— BEGIN Extracted data —

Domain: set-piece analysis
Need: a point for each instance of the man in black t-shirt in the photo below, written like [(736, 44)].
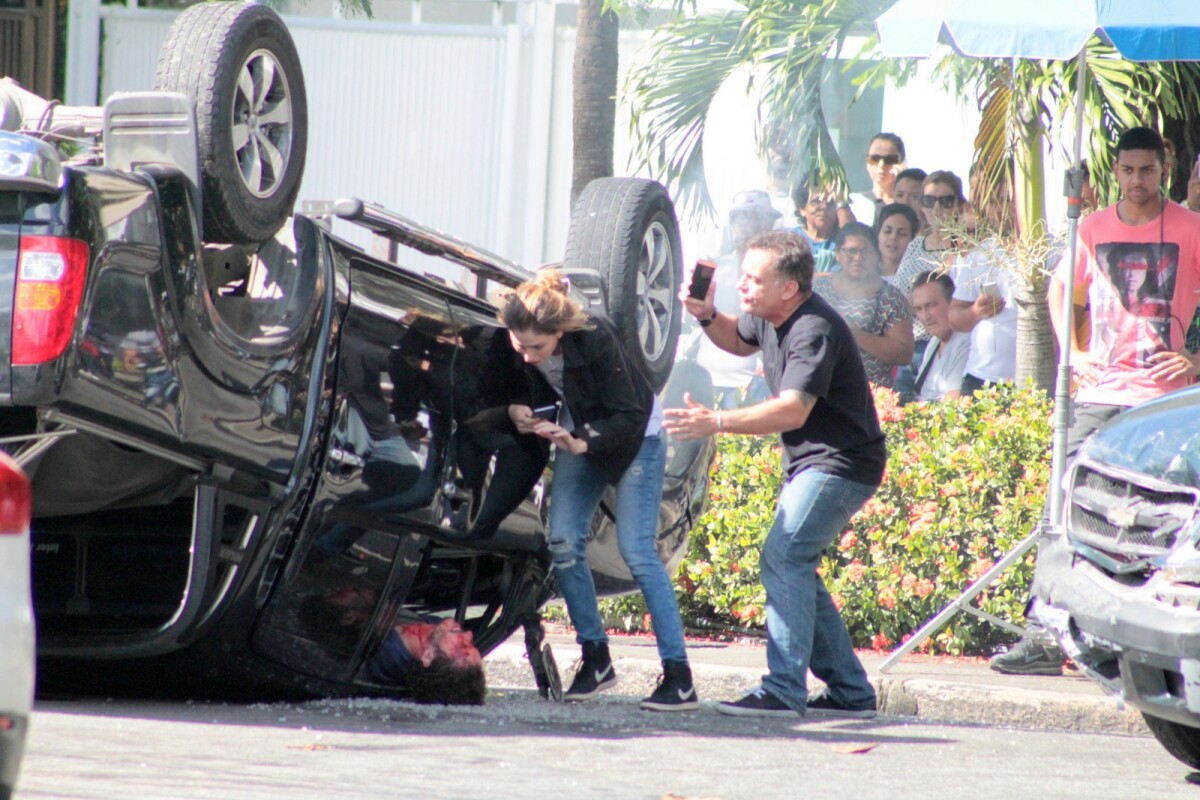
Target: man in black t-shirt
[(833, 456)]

— END Extracted data —
— BEGIN Extracted data —

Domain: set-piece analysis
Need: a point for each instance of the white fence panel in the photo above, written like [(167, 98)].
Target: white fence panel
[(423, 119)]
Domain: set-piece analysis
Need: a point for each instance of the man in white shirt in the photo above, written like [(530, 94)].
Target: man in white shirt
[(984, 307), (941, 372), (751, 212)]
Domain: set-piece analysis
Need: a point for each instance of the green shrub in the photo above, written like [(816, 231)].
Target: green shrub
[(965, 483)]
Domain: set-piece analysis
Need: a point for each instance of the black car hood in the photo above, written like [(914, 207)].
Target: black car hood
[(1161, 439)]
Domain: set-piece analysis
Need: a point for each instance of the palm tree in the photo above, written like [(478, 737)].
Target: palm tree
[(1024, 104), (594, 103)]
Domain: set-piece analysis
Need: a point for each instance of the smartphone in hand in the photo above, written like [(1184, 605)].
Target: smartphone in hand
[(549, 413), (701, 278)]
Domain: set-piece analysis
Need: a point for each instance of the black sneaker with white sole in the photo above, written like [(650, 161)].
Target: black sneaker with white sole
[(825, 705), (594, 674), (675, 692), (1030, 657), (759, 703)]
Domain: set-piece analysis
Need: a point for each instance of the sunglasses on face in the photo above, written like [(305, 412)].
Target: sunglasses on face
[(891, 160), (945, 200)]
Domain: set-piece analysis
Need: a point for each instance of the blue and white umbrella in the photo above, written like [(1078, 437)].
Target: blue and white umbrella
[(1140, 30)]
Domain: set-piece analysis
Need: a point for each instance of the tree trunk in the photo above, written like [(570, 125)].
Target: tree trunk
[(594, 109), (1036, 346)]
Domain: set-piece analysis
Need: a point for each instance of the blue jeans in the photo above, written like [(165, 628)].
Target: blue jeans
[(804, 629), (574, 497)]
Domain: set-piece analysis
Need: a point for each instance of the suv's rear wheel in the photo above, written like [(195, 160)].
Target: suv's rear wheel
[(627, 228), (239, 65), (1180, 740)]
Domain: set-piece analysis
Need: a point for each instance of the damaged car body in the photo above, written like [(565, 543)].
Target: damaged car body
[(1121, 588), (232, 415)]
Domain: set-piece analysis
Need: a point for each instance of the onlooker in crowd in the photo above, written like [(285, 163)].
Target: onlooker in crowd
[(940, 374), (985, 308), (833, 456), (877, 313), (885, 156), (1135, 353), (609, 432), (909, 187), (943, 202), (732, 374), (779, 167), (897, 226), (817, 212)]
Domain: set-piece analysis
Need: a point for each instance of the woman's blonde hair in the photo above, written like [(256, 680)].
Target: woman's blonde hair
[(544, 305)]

— END Extracted data —

(Exercise directions): Copy out every line above that contains the word "rear".

(Solution to the exercise):
Need: a point for each instance of the suv's rear wheel in the photo above, written like [(195, 160)].
Target: suv's rear wheel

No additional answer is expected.